Exercise aim: Convert the lines below into a Markdown table with two columns, Row for the row number and Line for the line itself. Skip blank lines, and leave the pictures out.

Given entries:
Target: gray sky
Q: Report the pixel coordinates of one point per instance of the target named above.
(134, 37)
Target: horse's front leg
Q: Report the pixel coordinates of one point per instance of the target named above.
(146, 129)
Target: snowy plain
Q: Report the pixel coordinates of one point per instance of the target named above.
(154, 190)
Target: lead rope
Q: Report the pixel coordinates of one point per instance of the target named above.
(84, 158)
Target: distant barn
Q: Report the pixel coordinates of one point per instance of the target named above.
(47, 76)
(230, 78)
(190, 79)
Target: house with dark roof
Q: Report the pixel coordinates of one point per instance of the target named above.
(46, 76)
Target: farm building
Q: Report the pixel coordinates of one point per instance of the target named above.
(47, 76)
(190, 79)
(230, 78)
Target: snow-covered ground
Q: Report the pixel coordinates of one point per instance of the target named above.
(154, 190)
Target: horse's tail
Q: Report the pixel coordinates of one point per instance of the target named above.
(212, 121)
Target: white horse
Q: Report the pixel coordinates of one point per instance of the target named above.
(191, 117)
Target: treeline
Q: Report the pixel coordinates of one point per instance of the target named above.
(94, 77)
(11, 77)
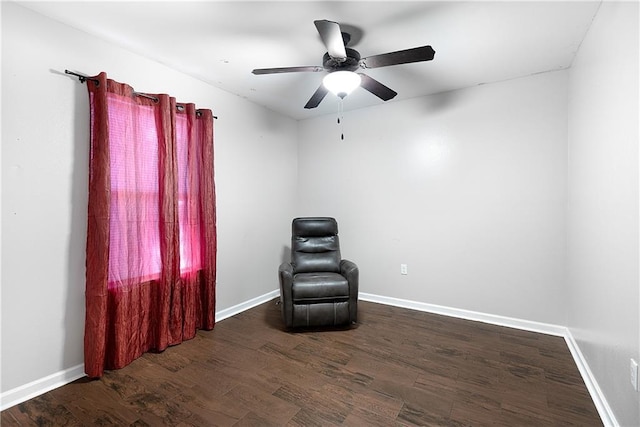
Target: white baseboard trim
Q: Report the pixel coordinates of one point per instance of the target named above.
(239, 308)
(600, 402)
(605, 411)
(40, 386)
(43, 385)
(510, 322)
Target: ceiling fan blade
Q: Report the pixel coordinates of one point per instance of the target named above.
(417, 54)
(332, 38)
(317, 97)
(311, 68)
(376, 88)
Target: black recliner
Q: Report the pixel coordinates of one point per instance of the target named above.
(318, 287)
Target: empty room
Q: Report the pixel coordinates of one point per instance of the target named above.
(481, 175)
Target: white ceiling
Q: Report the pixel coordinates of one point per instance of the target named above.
(220, 42)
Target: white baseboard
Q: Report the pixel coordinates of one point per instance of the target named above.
(608, 418)
(527, 325)
(600, 402)
(239, 308)
(42, 385)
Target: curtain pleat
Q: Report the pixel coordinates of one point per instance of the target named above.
(151, 231)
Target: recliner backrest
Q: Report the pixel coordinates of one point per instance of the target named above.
(315, 246)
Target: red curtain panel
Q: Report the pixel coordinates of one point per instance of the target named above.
(151, 234)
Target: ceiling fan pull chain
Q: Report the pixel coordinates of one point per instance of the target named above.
(341, 119)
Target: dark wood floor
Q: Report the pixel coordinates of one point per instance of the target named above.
(397, 367)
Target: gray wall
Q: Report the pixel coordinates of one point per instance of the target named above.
(603, 304)
(44, 186)
(467, 188)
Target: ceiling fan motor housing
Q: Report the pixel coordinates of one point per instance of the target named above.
(352, 62)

Written response:
| Row | Line |
|---|---|
| 1 | Target: gray sky |
| 2 | Q: Report the pixel coordinates of one point per instance of the target named above. |
| 3 | (134, 37) |
| 4 | Target: horse's front leg |
| 5 | Q: Report the pixel coordinates of one point per instance of the target named above. |
| 6 | (146, 129) |
| 7 | Target: snowy plain |
| 8 | Q: Report the pixel coordinates of one point per instance of the target named above. |
| 9 | (154, 190) |
| 10 | Target: lead rope |
| 11 | Q: Report the pixel coordinates of one point per instance of the target named above. |
| 12 | (84, 158) |
| 13 | Target: distant barn |
| 14 | Q: Report the pixel coordinates of one point per instance of the target named above. |
| 15 | (47, 76) |
| 16 | (230, 78) |
| 17 | (190, 79) |
| 18 | Target: house with dark roof |
| 19 | Q: Report the pixel coordinates of one point per instance of the target named above. |
| 20 | (46, 76) |
| 21 | Target: farm building |
| 22 | Q: Report the pixel coordinates of one point per instance of the target named above. |
| 23 | (47, 76) |
| 24 | (190, 79) |
| 25 | (230, 78) |
| 26 | Target: snow-covered ground |
| 27 | Q: Report the pixel coordinates of one point per instance of the target named above. |
| 28 | (154, 190) |
| 29 | Target: horse's tail |
| 30 | Q: Report the pixel coordinates of one point per instance of the target named above. |
| 31 | (212, 121) |
| 32 | Target: white horse |
| 33 | Q: Report the pixel coordinates of one point per instance of the target named above. |
| 34 | (191, 117) |
| 35 | Target: treeline |
| 36 | Q: Report the pixel coordinates of one point per instance of the target named above. |
| 37 | (94, 77) |
| 38 | (11, 77) |
| 39 | Target: white baseboard trim |
| 40 | Q: Report the pixel coordinates of one point per instance of the target named above. |
| 41 | (239, 308) |
| 42 | (600, 402) |
| 43 | (605, 411) |
| 44 | (40, 386) |
| 45 | (43, 385) |
| 46 | (510, 322) |
| 47 | Target: ceiling fan blade |
| 48 | Q: Report the pixel coordinates of one point per instance of the target named above. |
| 49 | (417, 54) |
| 50 | (332, 38) |
| 51 | (317, 97) |
| 52 | (311, 68) |
| 53 | (376, 88) |
| 54 | Target: black recliner |
| 55 | Q: Report the pixel coordinates of one point per instance of the target named above. |
| 56 | (318, 287) |
| 57 | Target: empty room |
| 58 | Q: Report the pixel coordinates of one point per instance of the target named above. |
| 59 | (481, 175) |
| 60 | Target: white ceiling |
| 61 | Q: Report the pixel coordinates of one point per instance of the target named above. |
| 62 | (220, 42) |
| 63 | Target: white baseboard |
| 64 | Q: Report the pixel coordinates of one point per instance of the target named above. |
| 65 | (608, 418) |
| 66 | (527, 325) |
| 67 | (600, 402) |
| 68 | (239, 308) |
| 69 | (42, 385) |
| 70 | Target: curtain pleat |
| 71 | Q: Report the pixel coordinates of one point per instance of the target named above. |
| 72 | (151, 231) |
| 73 | Target: recliner backrest |
| 74 | Q: Report the pixel coordinates of one point per instance of the target named above. |
| 75 | (315, 246) |
| 76 | Target: red curtain panel |
| 77 | Q: Report the pixel coordinates of one point per instance of the target named above. |
| 78 | (151, 234) |
| 79 | Target: ceiling fan pull chain |
| 80 | Q: Report the pixel coordinates of one point per instance of the target named above. |
| 81 | (341, 119) |
| 82 | Target: dark wood floor |
| 83 | Q: Report the pixel coordinates of one point per instance of the target named above. |
| 84 | (397, 367) |
| 85 | Target: gray wall |
| 86 | Q: Report the pixel coordinates of one point per instance of the target named above. |
| 87 | (603, 304) |
| 88 | (44, 186) |
| 89 | (467, 188) |
| 90 | Target: ceiling fan motor housing |
| 91 | Q: Report the pixel coordinates of one point per instance of the target named above. |
| 92 | (352, 62) |